A run of records

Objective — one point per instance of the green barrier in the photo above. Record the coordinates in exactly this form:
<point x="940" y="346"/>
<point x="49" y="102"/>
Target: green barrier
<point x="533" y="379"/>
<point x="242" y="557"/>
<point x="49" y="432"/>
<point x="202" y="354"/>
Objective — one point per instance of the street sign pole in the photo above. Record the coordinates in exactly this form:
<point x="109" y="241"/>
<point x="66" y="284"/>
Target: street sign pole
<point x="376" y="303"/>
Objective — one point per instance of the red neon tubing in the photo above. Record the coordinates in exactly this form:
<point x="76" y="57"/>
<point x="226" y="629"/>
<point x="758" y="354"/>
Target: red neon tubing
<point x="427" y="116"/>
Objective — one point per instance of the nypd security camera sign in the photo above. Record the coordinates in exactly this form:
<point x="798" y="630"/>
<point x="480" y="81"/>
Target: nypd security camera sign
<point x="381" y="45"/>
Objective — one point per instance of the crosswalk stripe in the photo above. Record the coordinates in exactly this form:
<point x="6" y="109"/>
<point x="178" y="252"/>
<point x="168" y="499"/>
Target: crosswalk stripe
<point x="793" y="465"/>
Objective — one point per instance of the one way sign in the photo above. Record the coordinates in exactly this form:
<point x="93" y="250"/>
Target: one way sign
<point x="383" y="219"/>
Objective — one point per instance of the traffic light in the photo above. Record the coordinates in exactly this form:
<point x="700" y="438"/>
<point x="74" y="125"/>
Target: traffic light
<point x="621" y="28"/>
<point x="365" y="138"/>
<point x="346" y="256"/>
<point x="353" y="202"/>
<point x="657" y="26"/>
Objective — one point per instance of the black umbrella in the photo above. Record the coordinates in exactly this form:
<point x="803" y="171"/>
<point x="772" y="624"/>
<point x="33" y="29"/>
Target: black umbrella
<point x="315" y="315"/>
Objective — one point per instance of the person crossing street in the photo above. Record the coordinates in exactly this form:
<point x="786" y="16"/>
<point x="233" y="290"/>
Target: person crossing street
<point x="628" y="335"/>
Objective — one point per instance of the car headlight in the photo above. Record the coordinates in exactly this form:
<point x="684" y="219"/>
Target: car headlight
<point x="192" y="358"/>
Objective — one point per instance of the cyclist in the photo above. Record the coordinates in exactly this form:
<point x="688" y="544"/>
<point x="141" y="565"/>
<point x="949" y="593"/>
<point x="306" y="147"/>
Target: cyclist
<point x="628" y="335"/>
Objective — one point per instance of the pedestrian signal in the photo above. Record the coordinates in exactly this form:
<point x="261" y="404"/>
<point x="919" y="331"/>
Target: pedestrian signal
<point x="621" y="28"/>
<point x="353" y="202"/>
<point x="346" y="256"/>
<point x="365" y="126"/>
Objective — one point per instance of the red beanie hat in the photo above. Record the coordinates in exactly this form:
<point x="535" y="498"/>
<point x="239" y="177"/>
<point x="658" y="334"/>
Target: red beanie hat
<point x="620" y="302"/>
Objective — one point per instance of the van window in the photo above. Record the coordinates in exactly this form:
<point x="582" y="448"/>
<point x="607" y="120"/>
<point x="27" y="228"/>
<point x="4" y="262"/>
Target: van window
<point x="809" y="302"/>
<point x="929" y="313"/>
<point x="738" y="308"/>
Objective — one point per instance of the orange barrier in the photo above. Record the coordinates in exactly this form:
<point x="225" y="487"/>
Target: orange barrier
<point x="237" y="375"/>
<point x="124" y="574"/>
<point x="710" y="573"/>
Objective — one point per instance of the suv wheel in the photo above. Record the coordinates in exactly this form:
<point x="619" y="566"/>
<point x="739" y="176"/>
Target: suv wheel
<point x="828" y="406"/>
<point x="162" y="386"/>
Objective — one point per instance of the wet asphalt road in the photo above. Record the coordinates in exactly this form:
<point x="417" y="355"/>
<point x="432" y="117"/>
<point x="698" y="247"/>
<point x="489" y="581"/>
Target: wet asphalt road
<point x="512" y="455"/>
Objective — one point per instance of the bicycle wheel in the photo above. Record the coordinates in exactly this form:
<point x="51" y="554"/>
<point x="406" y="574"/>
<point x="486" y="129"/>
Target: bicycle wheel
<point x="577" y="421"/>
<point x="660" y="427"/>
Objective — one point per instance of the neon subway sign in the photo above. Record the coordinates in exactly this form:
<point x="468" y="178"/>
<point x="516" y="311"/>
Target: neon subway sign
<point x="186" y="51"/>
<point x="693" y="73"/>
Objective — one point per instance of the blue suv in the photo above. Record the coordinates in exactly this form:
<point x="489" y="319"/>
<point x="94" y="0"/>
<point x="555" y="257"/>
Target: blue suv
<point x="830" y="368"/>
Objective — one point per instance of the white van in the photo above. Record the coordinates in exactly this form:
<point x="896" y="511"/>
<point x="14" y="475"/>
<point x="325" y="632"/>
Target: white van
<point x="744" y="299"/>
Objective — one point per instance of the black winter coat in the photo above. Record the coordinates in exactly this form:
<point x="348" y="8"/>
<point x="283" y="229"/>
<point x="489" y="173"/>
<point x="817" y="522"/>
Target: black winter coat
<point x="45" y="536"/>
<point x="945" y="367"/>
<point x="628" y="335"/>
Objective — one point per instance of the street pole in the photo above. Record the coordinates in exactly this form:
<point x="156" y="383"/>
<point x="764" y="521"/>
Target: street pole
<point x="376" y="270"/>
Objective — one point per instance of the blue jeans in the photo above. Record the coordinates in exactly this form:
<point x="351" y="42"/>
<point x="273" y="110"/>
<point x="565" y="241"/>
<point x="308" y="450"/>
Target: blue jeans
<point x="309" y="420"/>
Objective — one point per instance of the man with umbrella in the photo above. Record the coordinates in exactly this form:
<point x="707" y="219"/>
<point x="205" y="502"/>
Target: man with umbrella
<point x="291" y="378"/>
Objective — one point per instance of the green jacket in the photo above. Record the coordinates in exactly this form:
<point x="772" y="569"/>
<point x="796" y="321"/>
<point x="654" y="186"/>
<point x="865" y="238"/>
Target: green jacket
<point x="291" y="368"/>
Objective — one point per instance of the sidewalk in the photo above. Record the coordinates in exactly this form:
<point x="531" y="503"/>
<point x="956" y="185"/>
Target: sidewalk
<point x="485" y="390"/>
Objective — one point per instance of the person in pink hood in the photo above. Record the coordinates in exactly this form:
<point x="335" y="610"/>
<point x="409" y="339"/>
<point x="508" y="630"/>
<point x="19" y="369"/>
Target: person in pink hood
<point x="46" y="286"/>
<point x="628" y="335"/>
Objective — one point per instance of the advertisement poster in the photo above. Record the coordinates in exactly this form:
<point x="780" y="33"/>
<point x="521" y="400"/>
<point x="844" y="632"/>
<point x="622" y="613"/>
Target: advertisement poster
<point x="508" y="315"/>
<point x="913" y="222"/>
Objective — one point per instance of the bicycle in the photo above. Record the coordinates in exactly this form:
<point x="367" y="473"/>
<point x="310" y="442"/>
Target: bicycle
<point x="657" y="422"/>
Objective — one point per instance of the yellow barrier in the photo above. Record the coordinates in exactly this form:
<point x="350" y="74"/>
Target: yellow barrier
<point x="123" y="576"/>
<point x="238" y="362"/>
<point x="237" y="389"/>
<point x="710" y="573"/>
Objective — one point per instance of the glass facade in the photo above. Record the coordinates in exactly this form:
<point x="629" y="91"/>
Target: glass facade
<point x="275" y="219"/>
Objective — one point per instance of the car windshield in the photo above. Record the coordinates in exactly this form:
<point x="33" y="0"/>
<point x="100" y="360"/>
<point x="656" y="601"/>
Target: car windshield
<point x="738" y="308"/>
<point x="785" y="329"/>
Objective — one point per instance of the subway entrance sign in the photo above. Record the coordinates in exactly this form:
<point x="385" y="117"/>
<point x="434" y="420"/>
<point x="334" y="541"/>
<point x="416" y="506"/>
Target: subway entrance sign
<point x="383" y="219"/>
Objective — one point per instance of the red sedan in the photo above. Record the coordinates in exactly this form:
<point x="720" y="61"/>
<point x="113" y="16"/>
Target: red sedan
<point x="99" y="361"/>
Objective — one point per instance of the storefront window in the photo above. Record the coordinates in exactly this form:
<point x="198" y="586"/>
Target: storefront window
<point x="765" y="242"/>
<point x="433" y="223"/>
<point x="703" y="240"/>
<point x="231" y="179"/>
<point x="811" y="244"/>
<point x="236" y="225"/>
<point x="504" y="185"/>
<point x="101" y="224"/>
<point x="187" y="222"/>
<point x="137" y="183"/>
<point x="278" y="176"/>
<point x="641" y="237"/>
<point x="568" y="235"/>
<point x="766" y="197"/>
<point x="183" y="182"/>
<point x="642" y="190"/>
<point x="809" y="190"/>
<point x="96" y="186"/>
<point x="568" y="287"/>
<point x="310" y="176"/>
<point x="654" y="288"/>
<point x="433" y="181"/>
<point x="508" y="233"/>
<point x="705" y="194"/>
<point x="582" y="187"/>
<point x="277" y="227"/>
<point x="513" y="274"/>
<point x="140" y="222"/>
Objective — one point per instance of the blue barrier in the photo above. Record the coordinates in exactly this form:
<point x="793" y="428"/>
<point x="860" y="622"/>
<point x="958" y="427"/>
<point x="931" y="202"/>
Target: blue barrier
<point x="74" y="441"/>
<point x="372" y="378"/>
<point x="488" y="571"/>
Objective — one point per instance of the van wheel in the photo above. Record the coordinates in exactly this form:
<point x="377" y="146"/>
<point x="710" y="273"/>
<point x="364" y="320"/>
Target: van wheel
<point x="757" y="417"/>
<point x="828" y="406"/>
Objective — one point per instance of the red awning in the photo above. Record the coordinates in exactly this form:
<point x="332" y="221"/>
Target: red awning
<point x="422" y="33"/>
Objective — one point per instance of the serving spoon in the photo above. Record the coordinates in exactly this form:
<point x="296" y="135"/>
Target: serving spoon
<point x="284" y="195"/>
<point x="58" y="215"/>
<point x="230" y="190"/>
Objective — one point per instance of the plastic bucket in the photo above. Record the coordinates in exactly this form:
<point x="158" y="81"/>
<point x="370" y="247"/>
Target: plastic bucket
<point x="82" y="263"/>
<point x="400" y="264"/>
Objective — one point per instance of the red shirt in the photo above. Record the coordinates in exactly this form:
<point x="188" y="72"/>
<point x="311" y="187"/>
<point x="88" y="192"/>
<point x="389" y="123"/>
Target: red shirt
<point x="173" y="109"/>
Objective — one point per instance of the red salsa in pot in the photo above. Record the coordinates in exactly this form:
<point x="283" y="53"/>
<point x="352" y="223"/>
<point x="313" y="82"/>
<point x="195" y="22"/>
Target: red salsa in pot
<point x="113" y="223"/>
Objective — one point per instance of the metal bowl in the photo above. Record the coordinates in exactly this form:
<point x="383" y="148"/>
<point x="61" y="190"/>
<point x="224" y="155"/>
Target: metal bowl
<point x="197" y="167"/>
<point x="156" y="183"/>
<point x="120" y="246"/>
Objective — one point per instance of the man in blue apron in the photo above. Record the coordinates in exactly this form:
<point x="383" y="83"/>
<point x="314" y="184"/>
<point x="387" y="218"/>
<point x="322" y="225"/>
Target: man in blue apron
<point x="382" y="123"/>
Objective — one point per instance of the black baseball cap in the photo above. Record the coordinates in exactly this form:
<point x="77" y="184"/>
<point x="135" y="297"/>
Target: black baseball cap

Task details.
Reproduce exactly the lines from the one with "Objective — one point per instance of the red shirt" through the end of the entries above, both ends included.

Written reply.
Objective — one point per instance of the red shirt in the photo above. Record the coordinates in exactly this form:
<point x="188" y="72"/>
<point x="311" y="187"/>
<point x="88" y="192"/>
<point x="389" y="123"/>
Target: red shirt
<point x="173" y="109"/>
Objective — one point per instance of the red salsa in pot in the photo above. Record the coordinates in exactly this form:
<point x="283" y="53"/>
<point x="352" y="223"/>
<point x="313" y="82"/>
<point x="195" y="22"/>
Target: red salsa in pot
<point x="113" y="223"/>
Objective — one point per instance of the metal bowl in the photo above. Record the coordinates in exactly this form:
<point x="383" y="148"/>
<point x="61" y="190"/>
<point x="224" y="155"/>
Target: metal bowl
<point x="197" y="167"/>
<point x="156" y="183"/>
<point x="120" y="246"/>
Objective — one point per instance of the man in blue apron in the photo above. Record the coordinates in exactly this form:
<point x="383" y="83"/>
<point x="314" y="184"/>
<point x="387" y="218"/>
<point x="322" y="225"/>
Target: man in blue apron
<point x="382" y="123"/>
Objective — one point per instance of the black baseball cap in the photo above. Record the coordinates in exactly this form:
<point x="77" y="184"/>
<point x="135" y="297"/>
Target: black baseball cap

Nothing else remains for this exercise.